[Entries for pointing at named objects]

********

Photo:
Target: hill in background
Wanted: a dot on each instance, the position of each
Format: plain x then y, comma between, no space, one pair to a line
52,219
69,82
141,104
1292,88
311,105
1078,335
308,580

********

Write out all the items again line by line, requests included, shifting every x and y coordinate in the answers by -5.

Photo:
Target: hill in background
Wanted: a dot on each instance, the position of each
Format: plain x then y, comma between, no space, one pair to a line
47,214
64,77
136,99
1287,83
306,100
1073,330
303,575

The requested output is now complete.